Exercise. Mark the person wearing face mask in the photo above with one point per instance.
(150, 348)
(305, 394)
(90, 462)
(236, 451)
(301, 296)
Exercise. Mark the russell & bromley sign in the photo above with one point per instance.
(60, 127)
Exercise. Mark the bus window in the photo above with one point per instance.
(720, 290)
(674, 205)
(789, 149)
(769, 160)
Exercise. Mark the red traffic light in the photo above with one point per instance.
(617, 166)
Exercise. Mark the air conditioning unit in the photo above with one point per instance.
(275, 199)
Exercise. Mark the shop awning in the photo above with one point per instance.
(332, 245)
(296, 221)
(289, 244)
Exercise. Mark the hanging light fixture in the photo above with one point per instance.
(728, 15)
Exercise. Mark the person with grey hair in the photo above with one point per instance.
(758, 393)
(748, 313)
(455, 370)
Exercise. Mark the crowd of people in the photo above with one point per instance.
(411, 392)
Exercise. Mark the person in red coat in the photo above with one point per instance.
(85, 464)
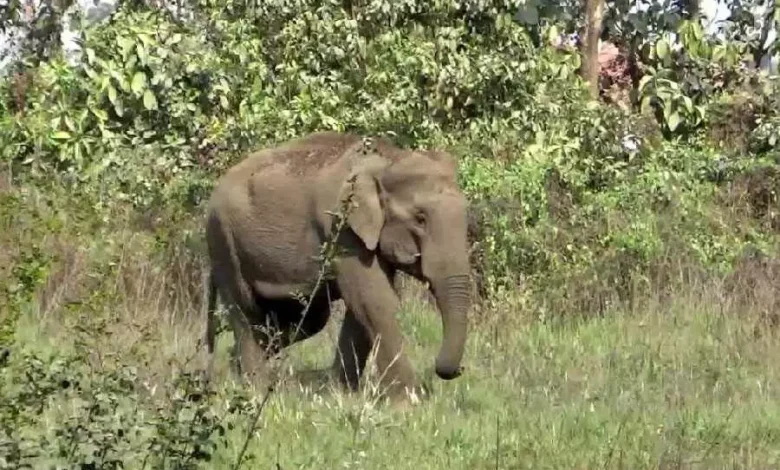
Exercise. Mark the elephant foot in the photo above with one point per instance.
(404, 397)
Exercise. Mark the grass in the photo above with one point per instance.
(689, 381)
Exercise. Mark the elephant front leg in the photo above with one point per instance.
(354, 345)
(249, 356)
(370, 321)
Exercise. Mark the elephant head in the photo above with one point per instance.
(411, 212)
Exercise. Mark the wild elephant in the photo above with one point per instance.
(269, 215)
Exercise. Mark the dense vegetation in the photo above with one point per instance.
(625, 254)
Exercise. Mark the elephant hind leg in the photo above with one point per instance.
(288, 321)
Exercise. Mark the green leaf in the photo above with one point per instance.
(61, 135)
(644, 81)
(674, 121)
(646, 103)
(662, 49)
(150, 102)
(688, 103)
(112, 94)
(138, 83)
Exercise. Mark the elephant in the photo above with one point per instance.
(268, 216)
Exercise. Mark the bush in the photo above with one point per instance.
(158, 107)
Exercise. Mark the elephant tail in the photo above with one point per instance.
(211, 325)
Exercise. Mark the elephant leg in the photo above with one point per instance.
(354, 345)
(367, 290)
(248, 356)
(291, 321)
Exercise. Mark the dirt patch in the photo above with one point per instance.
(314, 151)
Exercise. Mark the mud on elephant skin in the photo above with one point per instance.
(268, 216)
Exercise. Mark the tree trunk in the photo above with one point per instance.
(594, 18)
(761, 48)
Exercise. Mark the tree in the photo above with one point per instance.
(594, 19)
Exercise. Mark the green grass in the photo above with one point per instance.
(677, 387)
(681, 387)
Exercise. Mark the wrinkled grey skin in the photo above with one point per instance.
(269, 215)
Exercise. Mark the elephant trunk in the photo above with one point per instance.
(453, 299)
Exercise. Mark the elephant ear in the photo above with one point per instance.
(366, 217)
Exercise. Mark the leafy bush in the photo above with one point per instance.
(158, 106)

## Exercise details
Convert all of the material above into a two-column CSV with the headers text and points. Give each entry one row, put each field in double quotes with line breaks replaced by spaces, and leave out the pictures.

## Response to the task
text,points
"Exercise. Mark the person wearing face mask in the photo above with one point per instance.","(150, 348) (305, 394) (90, 462) (236, 451) (301, 296)"
"Exercise. Mark the russell & bromley sign in the photo above with one point per instance.","(60, 127)"
"Exercise. Mark the bus window in the photo above with one point per instance.","(720, 290) (674, 205) (789, 149) (769, 160)"
"Exercise. Mark the red traffic light in the photo above with one point per instance.","(617, 166)"
"Exercise. Mark the air conditioning unit in the photo above with one point per instance.","(275, 199)"
"Exercise. Mark the shop awning in the photo above with one point per instance.","(332, 245) (296, 221) (289, 244)"
"Exercise. Mark the hanging light fixture in the photo above with one point per instance.","(728, 15)"
"Exercise. Mark the person with grey hair in the photo above with one point per instance.","(758, 393) (748, 313) (455, 370)"
"Exercise. Mark the crowd of people in the photo above with one point per instance.","(411, 392)"
"Exercise. Mark the person in red coat in the photo above with one point per instance.","(85, 464)"
"Exercise. Mark the elephant foot in the photo above with one point per instance.","(404, 397)"
"Exercise. Mark the grass in the photo above with one point per instance.","(689, 381)"
"Exercise. Mark the elephant front leg in the photo above with one point per instance.","(354, 345) (249, 356) (370, 321)"
"Exercise. Mark the elephant head in the photo above with one point per instance.","(411, 212)"
"Exercise. Mark the wild elephant in the photo above with one point per instance.","(269, 215)"
"Exercise. Mark the dense vegetation in the photo above with one point per instance.","(625, 254)"
"Exercise. Mark the elephant hind leg in the photo above with one point per instance.","(288, 321)"
"Exercise. Mark the green leaf in the photo above with one point per instance.","(61, 135) (644, 81) (674, 121) (646, 103) (662, 49) (150, 102) (688, 103) (112, 94) (138, 83)"
"Exercise. Mark the elephant in the photo above with one point per instance.","(268, 216)"
"Exercise. Mark the bush in the photo above with one point per instance.","(158, 107)"
"Exercise. Mark the elephant tail in the photo above with one point per instance.","(211, 325)"
"Exercise. Mark the elephant leg in the photo above with one point per instance.","(354, 345) (367, 290) (248, 356) (291, 321)"
"Exercise. Mark the dirt patch in the photo above with one point per instance.","(314, 151)"
"Exercise. Mark the mud on elephant skin in the photo above with one point per instance.","(268, 216)"
"Exercise. Mark the tree trunk in the photo above with one point per instance.","(594, 18) (761, 48)"
"Exercise. Mark the tree in the photo above with one point per instance.","(594, 19)"
"Exercise. Mark the green grass in the photo above with one point per instance.","(677, 387) (681, 387)"
"Exercise. Mark the wrinkled grey skin in the photo above with one point per instance.","(269, 215)"
"Exercise. Mark the elephant trunk in the photo above with one point per instance.","(453, 299)"
"Exercise. Mark the elephant ear in the photo above with one point per instance.","(366, 217)"
"Exercise. Mark the leafy bush in the photo above with one point per instance.","(158, 106)"